---- EXCERPTED TEXT
Adrien Frédéric Jules Dollfus (21 March 1858, in Mulhouse-Dornach – 19 November 1921, in Paris) was a French carcinologist known for his work with terrestrial isopods, including crustaceans and trilobites.

==Life and career==
Adrien Dollfus was the grandson of Alsatian factory owner Jean Dollfus. He was born in Dornach, Alsace, now part of the city of Mulhouse, Haut-Rhin. He completed a Bachelor of Science degree and then began a lifelong study of crustaceans and trilobites. In 1870 he founded the publication La Feuille des jeunes naturalistes. In 1888 he married Anna Noémie Schlumberger in Paris, with whom he had three children.

In 1912 Dollfus was chosen president of the Société zoologique de France. Some species with the epithet of dollfusi are named in his honor, and others commemorate his relatives geologist Gustave Frédéric Dollfus (1850-1931) or parasitologist Robert-Philippe Dollfus (1887-1976).

Around 1900, Swiss author, editor, correspondent and librarian Hans Bloesch (1878-1945) served as Dollfus' private secretary and librarian.

== Selected works ==
- Isopodes terrestres du "Challenger", 1890 - Terrestrial isopods from the "Challenger expedition".
--------
ACTIVITIES:
**a)** Reproduce the passage on Adrien Dollfus from "Adrien Frédéric Jules" up to and including "had three children.".
**b)** How would you say this sentence from the passage on Adrien Dollfus in Spanish: "In 1912 Dollfus was chosen president of the Société zoologique de France."?
**c)** Can you carry the passage on Adrien Dollfus further, picking up after its last line?
The listing that follows has nothing to do with the passage on Adrien Dollfus.
---- SOURCE DATA
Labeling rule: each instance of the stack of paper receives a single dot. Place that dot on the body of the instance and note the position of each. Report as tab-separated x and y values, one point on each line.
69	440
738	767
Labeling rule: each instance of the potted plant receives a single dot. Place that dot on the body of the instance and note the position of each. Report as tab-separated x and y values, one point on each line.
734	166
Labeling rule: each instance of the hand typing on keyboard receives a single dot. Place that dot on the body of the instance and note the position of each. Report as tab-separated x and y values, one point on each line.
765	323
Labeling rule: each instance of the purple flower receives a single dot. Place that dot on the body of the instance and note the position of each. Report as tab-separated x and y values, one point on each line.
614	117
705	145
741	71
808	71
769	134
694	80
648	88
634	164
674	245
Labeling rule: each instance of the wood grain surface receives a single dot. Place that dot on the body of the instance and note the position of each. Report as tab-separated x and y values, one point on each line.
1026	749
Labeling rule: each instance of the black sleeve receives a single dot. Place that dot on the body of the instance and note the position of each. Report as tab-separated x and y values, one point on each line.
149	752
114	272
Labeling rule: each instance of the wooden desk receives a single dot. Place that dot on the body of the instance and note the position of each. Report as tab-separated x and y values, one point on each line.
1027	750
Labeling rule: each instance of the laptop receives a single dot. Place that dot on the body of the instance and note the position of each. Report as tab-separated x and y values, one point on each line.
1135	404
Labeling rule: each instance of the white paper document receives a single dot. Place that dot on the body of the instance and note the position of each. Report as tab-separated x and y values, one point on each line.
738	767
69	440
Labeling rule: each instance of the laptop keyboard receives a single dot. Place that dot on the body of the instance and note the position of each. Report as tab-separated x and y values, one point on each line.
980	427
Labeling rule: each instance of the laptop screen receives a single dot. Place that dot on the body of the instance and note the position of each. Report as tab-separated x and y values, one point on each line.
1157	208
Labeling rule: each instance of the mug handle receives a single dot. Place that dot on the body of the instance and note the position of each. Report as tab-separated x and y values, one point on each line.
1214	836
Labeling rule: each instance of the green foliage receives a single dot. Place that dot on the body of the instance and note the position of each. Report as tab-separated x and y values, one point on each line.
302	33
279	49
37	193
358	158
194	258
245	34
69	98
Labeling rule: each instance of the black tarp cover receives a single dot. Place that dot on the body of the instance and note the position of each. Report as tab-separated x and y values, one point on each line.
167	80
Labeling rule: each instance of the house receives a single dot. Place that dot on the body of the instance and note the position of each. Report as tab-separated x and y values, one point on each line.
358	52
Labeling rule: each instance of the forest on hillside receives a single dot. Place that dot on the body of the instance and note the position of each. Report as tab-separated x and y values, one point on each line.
--------
EXERCISE RESULTS:
**a)**
Adrien Frédéric Jules Dollfus (21 March 1858, in Mulhouse-Dornach – 19 November 1921, in Paris) was a French carcinologist known for his work with terrestrial isopods, including crustaceans and trilobites.

==Life and career==
Adrien Dollfus was the grandson of Alsatian factory owner Jean Dollfus. He was born in Dornach, Alsace, now part of the city of Mulhouse, Haut-Rhin. He completed a Bachelor of Science degree and then began a lifelong study of crustaceans and trilobites. In 1870 he founded the publication La Feuille des jeunes naturalistes. In 1888 he married Anna Noémie Schlumberger in Paris, with whom he had three children.

**b)** En 1912, Dollfus fue elegido presidente de la Société zoologique de France.

**c)**
- Mission scientifique du Cap Horn 1882-1883. VI, Crustacés / Crustacés isopodes / A. Dollfus, (Alphonse Milne-Edwards) 1891 - Scientific mission to Cape Horn in 1882-83 (VI Crustaceans / Isopod crustaceans by Dollfus).
- Voyage de M. Ch. Alluaud dans le territoire d'Assinie (Afrique occidentale) en juillet et août 1886. (1892) - Voyage of Charles Alluaud to the territory of Assinie (western Africa) in July/August 1886.
- Catalogue raisonné des Isopodes terrestres de l'Espagne, 1892 - Catalogue raisonné of terrestrial isopods native to Spain.
- Sur la distribution géographique des isopodes terrestres dans la région des Basses-Pyrénées, 1893 - On the geographical distribution of terrestrial isopods in Basses-Pyrénées.
- Voyage de M. Charles Alluaud aux Iles Séchelles. Crustacés Isopodes terrestres, 1893 - Voyage of Alluaud to the Seychelles; terrestrial isopods.
- Voyage de M. Ch. Alluaud aux Iles Canaries (Nov. 1889-juin 1890) Isopodes terrestres, 1893 - Voyage of Alluaud to the Canary Islands; terrestrial isopods.
- Crustacés Isopodes de la Sicile, 1896 - Isopod crustaceans native to Sicily.